Gestellte Aufgabe 1
Übertragen Sie aus dem Meinungsbeitrag über das Denkmal für die verfolgten Homosexuellen den folgenden Satz ins Englische: „Die Leiter der deutschen KZ-Gedenkstätten, die das Andenken derer zu pflegen haben, die tatsächlich zwischen 1933 und 1945 ermordet wurden, haben vergeblich widersprochen."
Gestellte Aufgabe 2
Schreiben Sie den Meinungsbeitrag über das Denkmal für die verfolgten Homosexuellen im Anschluss an seinen letzten Satz weiter.

Quelldokument
+++
Von der Ungleichheit der Toten

Von Andreas Krause Landt · 08.07.2007
Als vor zehn Jahren die Debatte um das Berliner Holocaust-Mahnmal ihren Höhepunkt erreichte, warnte manch einer davor, dass am Rande des Tiergartens eine allzu bunte Gedenkstättenmeile entstehen werde. Welche der im Nationalsozialismus verfolgten Gruppen würde nicht den Anspruch erheben, mit ihrem Leid dort repräsentiert zu sein?
Wer würde darauf verzichten, den damit verbundenen moralischen und politischen Mehrwert einzustreichen? Als Kulturstaatsminister Neumann mitteilte, dass man sich über das Denkmal für die im Dritten Reich verfolgten Homosexuellen geeinigt habe, wurde gar kein Hehl mehr daraus gemacht, dass es bei diesem Vorhaben nicht so sehr um die Vergangenheit, sondern um handfeste gegenwärtige Interessen geht.

Die künftigen Besucher des Denkmals sollen durch ein Fenster einen Endlosfilm sehen können, der zwei Jahre lang ein küssendes Männerpaar zeigt. Danach, hübsch rotierend, zwei Jahre lang ein Frauenpaar - obwohl man weiß (und niemand es ernsthaft bestreitet), dass Lesben im Nationalsozialismus nicht verfolgt wurden. Eine starke Lobby mit der Zeitschrift "Emma" als Sprachrohr hat es geschafft, die Lesbenquote dennoch durchzusetzen. Man muss nur gegen Intoleranz und Homophobie sein – dann kann man mit etwas Hartnäckigkeit auf Staatskosten fast jeden Unsinn veranstalten.

Die Leiter der deutschen KZ-Gedenkstätten, die das Andenken derer zu pflegen haben, die tatsächlich zwischen 1933 und 1945 ermordet wurden, haben vergeblich widersprochen. Sie werden sich von der jetzt gefundenen Lösung einigermaßen verhöhnt fühlen, denn wozu machen sie ihre Arbeit, wenn man andernorts auf das Faktum des Todes als Kriterium für öffentliches Gedenken verzichtet? Dieser Unernst ist es, der die Funktionäre der Emanzipation so wenig glaubwürdig macht. Damit sind sie aber nicht allein. Auf einem anderen hauptstädtischen Schauplatz kann man ähnliches beobachten.
+++
Extrahierte Daten
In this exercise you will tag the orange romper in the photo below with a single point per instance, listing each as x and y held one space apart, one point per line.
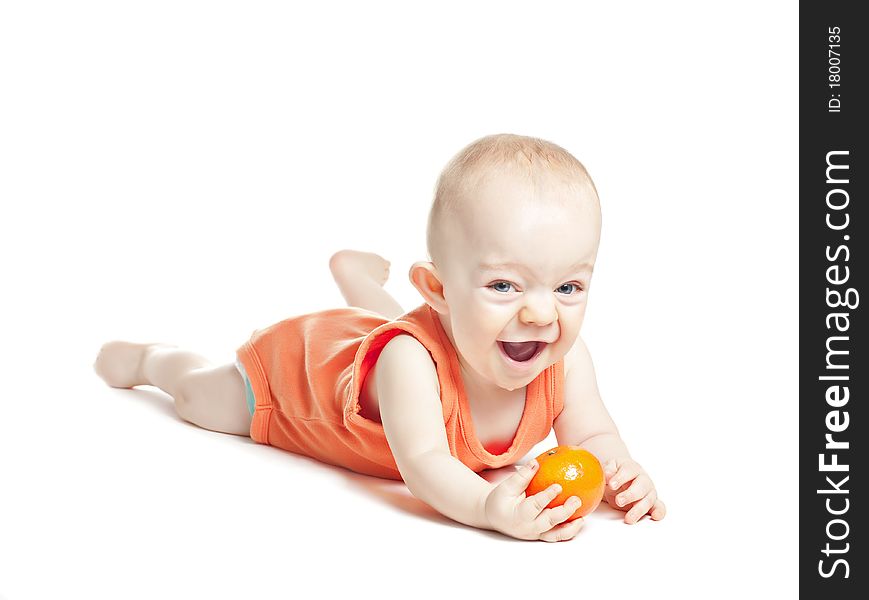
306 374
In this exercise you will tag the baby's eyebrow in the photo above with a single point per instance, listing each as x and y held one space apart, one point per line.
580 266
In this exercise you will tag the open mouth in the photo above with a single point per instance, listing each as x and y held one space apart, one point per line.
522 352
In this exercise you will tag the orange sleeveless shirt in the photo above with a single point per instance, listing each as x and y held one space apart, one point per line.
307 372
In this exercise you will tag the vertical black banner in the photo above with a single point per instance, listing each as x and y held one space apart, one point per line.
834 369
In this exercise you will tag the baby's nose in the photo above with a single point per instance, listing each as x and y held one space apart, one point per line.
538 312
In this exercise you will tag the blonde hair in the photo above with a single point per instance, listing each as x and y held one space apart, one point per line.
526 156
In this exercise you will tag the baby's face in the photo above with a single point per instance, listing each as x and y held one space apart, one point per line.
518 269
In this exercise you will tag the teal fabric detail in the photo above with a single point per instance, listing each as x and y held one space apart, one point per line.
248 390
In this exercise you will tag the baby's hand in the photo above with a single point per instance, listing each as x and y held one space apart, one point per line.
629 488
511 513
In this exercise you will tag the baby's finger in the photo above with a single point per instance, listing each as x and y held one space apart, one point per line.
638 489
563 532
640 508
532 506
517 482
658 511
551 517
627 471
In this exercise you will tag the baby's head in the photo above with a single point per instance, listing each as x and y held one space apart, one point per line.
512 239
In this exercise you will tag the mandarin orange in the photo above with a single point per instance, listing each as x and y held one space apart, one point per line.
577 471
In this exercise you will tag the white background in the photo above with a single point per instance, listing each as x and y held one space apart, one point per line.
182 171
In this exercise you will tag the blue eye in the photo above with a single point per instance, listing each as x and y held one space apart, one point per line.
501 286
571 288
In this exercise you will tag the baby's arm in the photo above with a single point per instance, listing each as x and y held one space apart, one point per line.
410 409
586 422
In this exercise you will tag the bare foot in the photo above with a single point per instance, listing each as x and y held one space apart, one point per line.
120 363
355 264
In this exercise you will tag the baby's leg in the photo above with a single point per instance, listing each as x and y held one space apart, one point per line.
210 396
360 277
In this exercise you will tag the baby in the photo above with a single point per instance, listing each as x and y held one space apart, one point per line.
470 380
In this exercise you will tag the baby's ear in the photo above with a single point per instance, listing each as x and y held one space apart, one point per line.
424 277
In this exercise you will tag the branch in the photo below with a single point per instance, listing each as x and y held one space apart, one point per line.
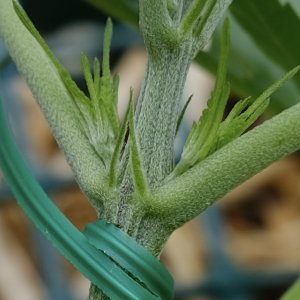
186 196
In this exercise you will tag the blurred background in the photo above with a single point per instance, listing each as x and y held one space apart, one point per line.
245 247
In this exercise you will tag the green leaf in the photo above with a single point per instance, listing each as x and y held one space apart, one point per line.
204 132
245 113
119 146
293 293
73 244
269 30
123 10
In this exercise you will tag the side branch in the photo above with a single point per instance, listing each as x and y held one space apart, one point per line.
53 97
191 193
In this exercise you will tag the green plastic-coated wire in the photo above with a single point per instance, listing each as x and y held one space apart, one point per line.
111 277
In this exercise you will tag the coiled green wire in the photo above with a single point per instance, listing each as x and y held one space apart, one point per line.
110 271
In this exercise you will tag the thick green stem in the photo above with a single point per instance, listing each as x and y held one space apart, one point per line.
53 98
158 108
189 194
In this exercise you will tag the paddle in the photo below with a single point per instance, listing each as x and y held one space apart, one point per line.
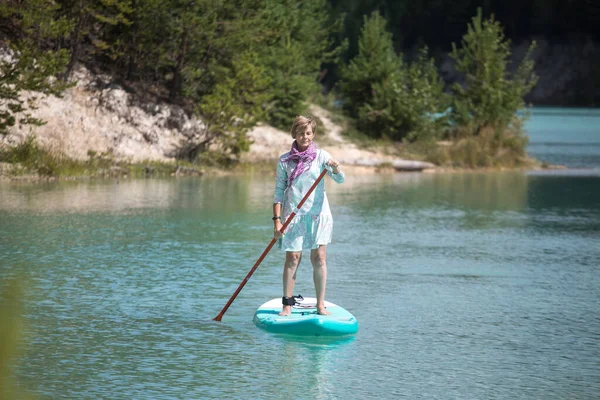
+++
Schriftliche Antwort 1
The directors of the German concentration camp memorials, whose task is to preserve the memory of those who were actually murdered between 1933 and 1945, objected in vain.

Schriftliche Antwort 2
Kaum einer wundert sich noch darüber, daß unsere in Afghanistan und bei sonstigen humanitären Einsätzen gefallenen Soldaten nicht als Gefallene, sondern, sogar auf Seiten der Bundeswehr bis hinauf zum Minister, als "getötete", manchmal auch als "ermordete" Soldaten bezeichnet werden. Mehrere Kommentatoren brachten es in den letzten Wochen fertig, dieses verdruckste Verhältnis von Armee, Parlament und republikanischer Öffentlichkeit zu kritisieren und sich zugleich der verdrucksten Sprachregelung zu fügen. Man will jetzt in Berlin ein Denkmal für die rund 2600 Bundeswehrsoldaten errichten, die im Dienst ums Leben gekommen sind, und auch dort soll das Gedenken, so die Inschrift, lediglich "den Toten unserer Bundeswehr" und nicht den Toten als Gefallenen gelten.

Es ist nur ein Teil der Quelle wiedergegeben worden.